_WHAT IS BEING ASKED_.
The records follow. Print, word for word, the first line through the "positive clicks: (131, 249) (61, 303)" line.

_EXTRACTED MATERIAL_.
((

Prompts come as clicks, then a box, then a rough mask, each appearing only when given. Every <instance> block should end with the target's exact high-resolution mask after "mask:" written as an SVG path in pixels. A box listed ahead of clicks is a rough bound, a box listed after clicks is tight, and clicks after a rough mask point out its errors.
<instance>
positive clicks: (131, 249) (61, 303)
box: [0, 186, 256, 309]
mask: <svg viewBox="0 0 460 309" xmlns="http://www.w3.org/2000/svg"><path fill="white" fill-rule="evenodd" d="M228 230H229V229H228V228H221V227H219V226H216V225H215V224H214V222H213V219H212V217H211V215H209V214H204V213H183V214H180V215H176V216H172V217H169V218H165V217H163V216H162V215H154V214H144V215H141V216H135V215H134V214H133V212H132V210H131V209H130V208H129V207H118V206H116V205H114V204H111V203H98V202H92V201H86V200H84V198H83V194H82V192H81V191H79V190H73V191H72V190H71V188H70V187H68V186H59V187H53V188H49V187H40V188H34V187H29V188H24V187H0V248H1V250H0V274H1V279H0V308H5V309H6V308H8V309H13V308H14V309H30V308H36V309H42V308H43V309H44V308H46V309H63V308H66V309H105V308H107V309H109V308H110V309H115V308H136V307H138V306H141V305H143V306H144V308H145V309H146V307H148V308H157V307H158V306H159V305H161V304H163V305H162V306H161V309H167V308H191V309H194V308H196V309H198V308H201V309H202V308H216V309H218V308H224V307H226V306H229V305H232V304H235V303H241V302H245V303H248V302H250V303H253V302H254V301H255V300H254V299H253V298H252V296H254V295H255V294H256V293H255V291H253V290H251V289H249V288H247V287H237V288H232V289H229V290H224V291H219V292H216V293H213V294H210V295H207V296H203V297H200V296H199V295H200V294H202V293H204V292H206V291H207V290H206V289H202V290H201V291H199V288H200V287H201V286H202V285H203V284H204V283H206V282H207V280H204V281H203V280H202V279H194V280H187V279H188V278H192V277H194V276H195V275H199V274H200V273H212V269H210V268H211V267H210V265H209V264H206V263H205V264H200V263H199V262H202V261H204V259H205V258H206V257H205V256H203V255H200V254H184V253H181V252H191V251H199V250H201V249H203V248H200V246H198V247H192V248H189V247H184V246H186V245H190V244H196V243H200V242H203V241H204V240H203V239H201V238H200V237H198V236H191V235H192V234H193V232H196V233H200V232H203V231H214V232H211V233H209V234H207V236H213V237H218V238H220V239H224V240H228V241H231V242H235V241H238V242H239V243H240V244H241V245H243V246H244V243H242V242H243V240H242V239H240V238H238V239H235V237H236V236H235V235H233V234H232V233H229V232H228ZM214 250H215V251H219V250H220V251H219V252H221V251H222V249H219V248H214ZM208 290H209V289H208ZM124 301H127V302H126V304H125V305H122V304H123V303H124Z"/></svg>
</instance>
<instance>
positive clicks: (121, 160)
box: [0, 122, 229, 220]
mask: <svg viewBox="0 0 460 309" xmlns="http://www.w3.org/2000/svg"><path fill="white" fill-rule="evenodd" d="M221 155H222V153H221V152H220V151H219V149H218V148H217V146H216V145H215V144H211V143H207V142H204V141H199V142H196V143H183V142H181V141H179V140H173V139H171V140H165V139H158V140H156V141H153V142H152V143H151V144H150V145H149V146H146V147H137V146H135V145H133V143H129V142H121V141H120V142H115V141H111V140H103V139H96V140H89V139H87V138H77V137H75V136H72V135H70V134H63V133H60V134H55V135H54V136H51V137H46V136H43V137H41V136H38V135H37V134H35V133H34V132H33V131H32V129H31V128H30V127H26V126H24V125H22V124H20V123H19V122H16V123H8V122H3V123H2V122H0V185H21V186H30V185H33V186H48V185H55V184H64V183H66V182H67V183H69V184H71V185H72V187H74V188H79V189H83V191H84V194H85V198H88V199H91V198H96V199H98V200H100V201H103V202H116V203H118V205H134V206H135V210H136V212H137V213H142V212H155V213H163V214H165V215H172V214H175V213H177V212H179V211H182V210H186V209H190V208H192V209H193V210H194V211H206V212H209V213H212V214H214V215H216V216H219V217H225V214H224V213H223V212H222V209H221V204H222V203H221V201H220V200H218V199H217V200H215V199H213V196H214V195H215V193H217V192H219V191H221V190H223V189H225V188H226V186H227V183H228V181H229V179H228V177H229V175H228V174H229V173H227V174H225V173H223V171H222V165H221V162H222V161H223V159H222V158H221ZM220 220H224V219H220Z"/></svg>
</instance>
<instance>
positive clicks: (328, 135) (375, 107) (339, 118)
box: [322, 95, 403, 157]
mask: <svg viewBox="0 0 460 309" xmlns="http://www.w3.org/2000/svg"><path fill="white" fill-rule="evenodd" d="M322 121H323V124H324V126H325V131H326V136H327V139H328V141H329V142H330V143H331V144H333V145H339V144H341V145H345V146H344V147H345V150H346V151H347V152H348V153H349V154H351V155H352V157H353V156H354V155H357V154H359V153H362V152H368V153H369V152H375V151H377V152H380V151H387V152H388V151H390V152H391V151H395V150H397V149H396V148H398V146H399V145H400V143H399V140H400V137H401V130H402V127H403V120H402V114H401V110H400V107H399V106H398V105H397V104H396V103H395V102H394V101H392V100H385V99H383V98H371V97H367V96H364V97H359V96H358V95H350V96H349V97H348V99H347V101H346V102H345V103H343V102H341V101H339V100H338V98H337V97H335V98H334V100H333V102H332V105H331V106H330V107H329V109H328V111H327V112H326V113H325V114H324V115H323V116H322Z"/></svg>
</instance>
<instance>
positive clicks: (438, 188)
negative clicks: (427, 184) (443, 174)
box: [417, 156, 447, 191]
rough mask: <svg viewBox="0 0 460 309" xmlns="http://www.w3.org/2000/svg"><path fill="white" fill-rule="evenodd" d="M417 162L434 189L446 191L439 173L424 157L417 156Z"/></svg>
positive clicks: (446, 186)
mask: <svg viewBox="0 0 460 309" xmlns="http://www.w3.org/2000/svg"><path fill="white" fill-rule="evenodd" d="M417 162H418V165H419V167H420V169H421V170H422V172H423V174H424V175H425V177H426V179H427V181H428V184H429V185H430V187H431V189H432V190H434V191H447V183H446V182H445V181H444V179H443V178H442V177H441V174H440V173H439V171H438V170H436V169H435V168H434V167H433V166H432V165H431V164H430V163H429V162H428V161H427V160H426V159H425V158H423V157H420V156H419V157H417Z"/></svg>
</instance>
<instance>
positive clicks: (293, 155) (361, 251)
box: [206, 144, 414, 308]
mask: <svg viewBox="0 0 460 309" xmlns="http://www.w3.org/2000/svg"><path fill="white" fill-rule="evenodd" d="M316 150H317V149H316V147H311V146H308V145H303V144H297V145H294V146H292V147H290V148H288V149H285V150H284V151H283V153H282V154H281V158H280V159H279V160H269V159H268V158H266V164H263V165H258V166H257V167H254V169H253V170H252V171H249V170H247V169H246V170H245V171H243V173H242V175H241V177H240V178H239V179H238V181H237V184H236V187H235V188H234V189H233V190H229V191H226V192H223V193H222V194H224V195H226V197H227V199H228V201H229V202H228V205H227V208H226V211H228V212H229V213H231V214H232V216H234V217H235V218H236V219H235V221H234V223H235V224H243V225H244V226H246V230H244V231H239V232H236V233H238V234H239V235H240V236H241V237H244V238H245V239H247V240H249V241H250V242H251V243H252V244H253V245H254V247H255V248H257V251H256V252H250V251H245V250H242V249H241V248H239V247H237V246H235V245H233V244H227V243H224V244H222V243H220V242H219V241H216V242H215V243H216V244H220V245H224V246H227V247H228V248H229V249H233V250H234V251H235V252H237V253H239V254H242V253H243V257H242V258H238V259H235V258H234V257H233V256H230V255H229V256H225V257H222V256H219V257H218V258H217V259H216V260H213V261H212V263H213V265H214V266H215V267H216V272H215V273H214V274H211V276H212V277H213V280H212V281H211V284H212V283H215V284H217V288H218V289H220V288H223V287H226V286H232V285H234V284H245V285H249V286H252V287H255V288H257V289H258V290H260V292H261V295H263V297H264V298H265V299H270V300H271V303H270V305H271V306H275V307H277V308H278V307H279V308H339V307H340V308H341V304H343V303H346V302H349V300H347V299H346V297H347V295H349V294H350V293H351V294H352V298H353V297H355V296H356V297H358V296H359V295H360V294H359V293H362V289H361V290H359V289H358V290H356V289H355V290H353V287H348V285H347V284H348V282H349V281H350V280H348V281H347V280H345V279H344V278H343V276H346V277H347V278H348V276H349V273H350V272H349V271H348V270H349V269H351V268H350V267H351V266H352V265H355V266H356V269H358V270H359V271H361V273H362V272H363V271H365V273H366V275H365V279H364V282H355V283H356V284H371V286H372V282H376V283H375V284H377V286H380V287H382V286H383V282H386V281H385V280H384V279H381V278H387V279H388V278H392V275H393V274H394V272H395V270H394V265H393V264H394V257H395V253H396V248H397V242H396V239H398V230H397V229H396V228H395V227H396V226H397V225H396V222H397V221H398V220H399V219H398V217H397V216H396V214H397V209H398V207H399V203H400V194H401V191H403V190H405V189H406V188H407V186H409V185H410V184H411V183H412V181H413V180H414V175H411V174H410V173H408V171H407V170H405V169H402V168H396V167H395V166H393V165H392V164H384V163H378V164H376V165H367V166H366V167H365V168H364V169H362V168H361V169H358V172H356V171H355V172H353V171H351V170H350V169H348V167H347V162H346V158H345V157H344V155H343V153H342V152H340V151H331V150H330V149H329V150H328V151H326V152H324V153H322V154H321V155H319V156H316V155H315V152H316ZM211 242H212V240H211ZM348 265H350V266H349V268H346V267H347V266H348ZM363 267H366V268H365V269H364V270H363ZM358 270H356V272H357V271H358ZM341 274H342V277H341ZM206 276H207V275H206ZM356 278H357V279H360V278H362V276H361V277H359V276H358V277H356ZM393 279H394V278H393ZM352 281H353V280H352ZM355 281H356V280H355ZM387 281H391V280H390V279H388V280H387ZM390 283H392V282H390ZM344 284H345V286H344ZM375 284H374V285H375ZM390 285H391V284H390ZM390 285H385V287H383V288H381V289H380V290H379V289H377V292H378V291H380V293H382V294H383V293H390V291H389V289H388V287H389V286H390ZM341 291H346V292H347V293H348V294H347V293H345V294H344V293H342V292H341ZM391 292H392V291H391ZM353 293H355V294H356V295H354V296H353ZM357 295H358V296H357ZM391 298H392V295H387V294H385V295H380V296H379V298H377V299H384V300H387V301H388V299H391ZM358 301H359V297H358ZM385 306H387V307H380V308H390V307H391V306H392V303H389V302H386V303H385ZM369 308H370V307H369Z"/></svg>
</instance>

))

_PROBLEM SOLUTION_.
Prompts come as clicks, then a box, then a rough mask, each appearing only when given. Every <instance> block should end with the target's exact high-resolution mask after "mask:" written as an SVG path in pixels. A box listed ahead of clicks is a rough bound, a box listed after clicks is tight, and clicks after a rough mask point out its errors.
<instance>
positive clicks: (131, 249) (61, 303)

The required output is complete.